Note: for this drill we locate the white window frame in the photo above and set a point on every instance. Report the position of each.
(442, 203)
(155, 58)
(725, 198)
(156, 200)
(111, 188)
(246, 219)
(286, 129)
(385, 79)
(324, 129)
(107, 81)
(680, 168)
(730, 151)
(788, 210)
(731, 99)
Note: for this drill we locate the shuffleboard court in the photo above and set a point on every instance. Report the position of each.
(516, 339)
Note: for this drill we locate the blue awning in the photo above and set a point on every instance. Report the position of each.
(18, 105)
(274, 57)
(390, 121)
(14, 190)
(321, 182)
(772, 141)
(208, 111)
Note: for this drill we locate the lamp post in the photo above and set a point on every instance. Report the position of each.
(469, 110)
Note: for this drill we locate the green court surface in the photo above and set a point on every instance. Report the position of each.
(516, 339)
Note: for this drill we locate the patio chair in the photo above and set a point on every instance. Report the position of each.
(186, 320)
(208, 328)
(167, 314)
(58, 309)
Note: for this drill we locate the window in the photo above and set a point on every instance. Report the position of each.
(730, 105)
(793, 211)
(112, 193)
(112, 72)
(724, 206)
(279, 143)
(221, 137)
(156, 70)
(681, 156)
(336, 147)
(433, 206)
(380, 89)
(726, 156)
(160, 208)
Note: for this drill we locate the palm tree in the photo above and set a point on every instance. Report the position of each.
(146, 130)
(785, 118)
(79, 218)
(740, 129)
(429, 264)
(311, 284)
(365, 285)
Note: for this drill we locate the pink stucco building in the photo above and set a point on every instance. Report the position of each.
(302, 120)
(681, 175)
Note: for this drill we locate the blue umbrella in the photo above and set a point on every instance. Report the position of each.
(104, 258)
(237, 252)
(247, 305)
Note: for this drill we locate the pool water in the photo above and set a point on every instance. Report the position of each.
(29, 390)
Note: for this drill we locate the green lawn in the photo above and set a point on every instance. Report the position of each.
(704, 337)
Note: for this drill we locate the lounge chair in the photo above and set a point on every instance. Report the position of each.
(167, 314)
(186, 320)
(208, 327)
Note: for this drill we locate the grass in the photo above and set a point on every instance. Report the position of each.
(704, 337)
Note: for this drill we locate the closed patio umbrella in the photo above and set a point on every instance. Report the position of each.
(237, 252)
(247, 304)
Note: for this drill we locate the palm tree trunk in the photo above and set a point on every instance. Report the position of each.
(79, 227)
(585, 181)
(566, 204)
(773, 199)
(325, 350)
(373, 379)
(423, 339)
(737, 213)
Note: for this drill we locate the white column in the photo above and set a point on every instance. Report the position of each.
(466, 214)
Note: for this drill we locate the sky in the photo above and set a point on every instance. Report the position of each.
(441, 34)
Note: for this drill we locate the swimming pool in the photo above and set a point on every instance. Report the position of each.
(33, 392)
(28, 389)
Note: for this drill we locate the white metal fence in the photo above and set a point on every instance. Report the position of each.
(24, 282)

What the exercise asks -
Every entry must be quoted exactly as it appears above.

Completed exercise -
Note: for this drill we locate the white window frame in the photo above and set a point on every instance. Report the position of each.
(442, 203)
(155, 58)
(725, 198)
(156, 200)
(111, 188)
(246, 219)
(286, 129)
(385, 79)
(324, 129)
(107, 81)
(680, 168)
(730, 151)
(788, 210)
(731, 99)
Note: for this drill we locate the shuffleboard court in the photo above and set a point on every instance. Report the position of each.
(516, 339)
Note: for this drill we locate the blue awning in the photo above and set a point on every instance. Report the position of each.
(18, 105)
(274, 57)
(390, 121)
(14, 190)
(321, 182)
(772, 141)
(208, 111)
Note: for this drill we locate the lamp post in the photo above and set a point on every instance. Report the position of each.
(469, 110)
Note: for this drill we locate the green court surface in the photo above and set a point on every instance. Report the position of each.
(516, 339)
Note: for this drill we locate the patio chair in the photo above and set a point on every instance. Report the position of each.
(186, 320)
(208, 328)
(167, 314)
(58, 309)
Note: for this drill we locate the window in the photo above and set a point on every instance. Report the position of each.
(730, 105)
(793, 211)
(112, 193)
(112, 72)
(724, 206)
(279, 143)
(221, 137)
(156, 70)
(681, 156)
(336, 147)
(433, 206)
(380, 89)
(726, 156)
(160, 208)
Note: for this drill we locate the palm tree in the photo above and set a point on every instance. Report the position of each.
(146, 130)
(785, 118)
(79, 218)
(740, 129)
(429, 264)
(311, 284)
(365, 285)
Note: for this drill we locate the pink stucco building in the photo above and set a point on every instance. Report the position of each.
(302, 120)
(681, 175)
Note: for this drill we locate the blue umbrella in the photo above and set a point on every instance. Report the position of each.
(104, 258)
(237, 252)
(247, 305)
Note: for this drill we locate the pool water in the photo above and set a point on every instance. Report the position of each.
(29, 390)
Note: for this drill we locate the green lawn in the photo above and set a point on every instance. Report the position of each.
(704, 337)
Note: for this drill we locate the lounge chair in the photo above and set a point on every instance. Report the position of each.
(167, 314)
(186, 320)
(208, 327)
Note: for this drill we locate the grass in the photo above and set a point on every instance. Report the position of each.
(704, 337)
Note: for this drill we locate the closed patio umbrella in the photo above and set a point on every instance. Report the position of each.
(237, 252)
(247, 304)
Note: for this drill we locate the palm tree trunk in the photo above and set a point on every instance. Report the position of each.
(79, 227)
(585, 181)
(566, 204)
(773, 199)
(325, 350)
(373, 379)
(423, 339)
(737, 213)
Note: for this drill we locate the white column in the photo above and set a point on every instance. Report the position of each.
(466, 214)
Note: for this drill we locate the sky in the photo above and set a point on every instance. Report the position of each.
(441, 34)
Note: for this drill we locate the swimming pool in the photo above and set a point on every instance. Report the position of each.
(33, 392)
(28, 389)
Note: for this drill we locate the white metal fence in the photo above and set a point on every instance. Report the position of each.
(24, 282)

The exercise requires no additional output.